### SELECTION

+-------+

The fact is that you're both young. At that age, most guys are not willing to make the kind of commitments that girls want. It's a wild age for them, they want to sow their wild oats, etc etc. It's the rare guy who breaks this mold.
What I'm trying to say is that unfortunately, your story doesn't surprise me that much. I hate that you're hurting and that he treated you so poorly. Maybe this is a blessing in disguise, in that you'll be able to move on more quickly since it ended badly. It's harder I think when you split from someone you love with "unfinished business".
What would have been the end game here? It sounds like he wanted you to stay in a holding pattern for that mythical day when he'd be ready to settle down and have a family. "No worries, hon. I'll just make it big while you work double shifts at McDonald's supporting my dreams. You don't need college since my future's so bright that I can take care of you."
Um, really? No.
Lick your wounds and consider this a big fat opportunity to focus on YOU for a change. Go to college (even if it's trade school or community college), travel a bit, reconnect with yourself! You've been some guy's arm candy for so long, you probably don't even really know what YOU want.
And forget about the girl. She sounds like a total bitch. Yes, it's his fault, not hers. But it goes against the Sister Code to laugh at a heartbroken ex. She'll learn this the hard way soon enough.
|You, Not Him on Jan 20, 2014 @ 10:01 am|
Some of the best advice I have ever received was when I was just starting out high school, my aunt told me that my high school years were for finding my niche, making friends, figuring out what I wanted and who I was. She told me not to take boys too seriously. Not that there was anything wrong with dating but at my age, things can get intense and no one really knows who they are.
@mamluv is right, consider yourself lucky. The last thing you want is to be totally engrossed with a guy, so much so that you miss out on other opportunities. Trust me, there will be other men, other relationships that are much more deserving of you. Take this time to reconnect with yourself and friends.
|I completly agree with the girl's! on Jan 20, 2014 @ 10:11 am|
Its sound to me like you gave way to much of yourself to
him and at such a young age. When I was your age I went through pretty
much the same thing and he was also into bmx racing big time. I even went with him to races he had in the States and all over Ontario. I did nothing but support him and forgot about my own life. As soon as he turned 19 things started to change between us because he could go into bars and I couldn't. That was when he
realized there was more out their for him than just a high school girl.
It hurt so bad when he did this to me, but it ended up being the best
thing he ever did for me. I got my own life back and was able to just be
ME again. I was able to breath and I didn't even realize that I hadn't
bin for the last two years. Don't get me
wrong, I hurt for a very long time, he was my first love and I tried to
get him back. Then one day I realised that he would only come to see me
when he wanted to sleep with me and was completely ignoring me the rest
of the time. So I started telling him no and stopped myself from calling
him. I found my way again and moved on with out him. I was more happy
with out him than I ever was with him and I felt stupid for wanting him
back so badly. Your life will change and it will be for the better, as
long as you put yourself first!! One day another MAN will come along and
make you happier than you ever thought you could be. I've bin with my
husband for 27 years now and when I look back on the love that I thought
I lost all those years ago, I now know that it really wasn't the kind
of love that I deserved. You want a man that loves you for who you are! Not
one that has you change into something they think they want. Never ever
give yourself away like this again. For now just sit back and think
about who you were before this happened and find that beautiful person again. Once you find her you'll forget about him and will be able to be happy again. I promise you if you forget about this guy and put your energy into loving yourself first, your life will come back to you and it will be even better than it was before.

+-------+

### SOURCE MATERIAL
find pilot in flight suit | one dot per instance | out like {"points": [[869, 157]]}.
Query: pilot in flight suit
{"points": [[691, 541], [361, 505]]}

+-------+

### WHAT IS ASKED
Please reproduce the breakup advice above word for word, beginning at the words "Um, really? No." and stopping after "what YOU want.".

### WRITTEN RESPONSE
Um, really? No.
Lick your wounds and consider this a big fat opportunity to focus on YOU for a change. Go to college (even if it's trade school or community college), travel a bit, reconnect with yourself! You've been some guy's arm candy for so long, you probably don't even really know what YOU want.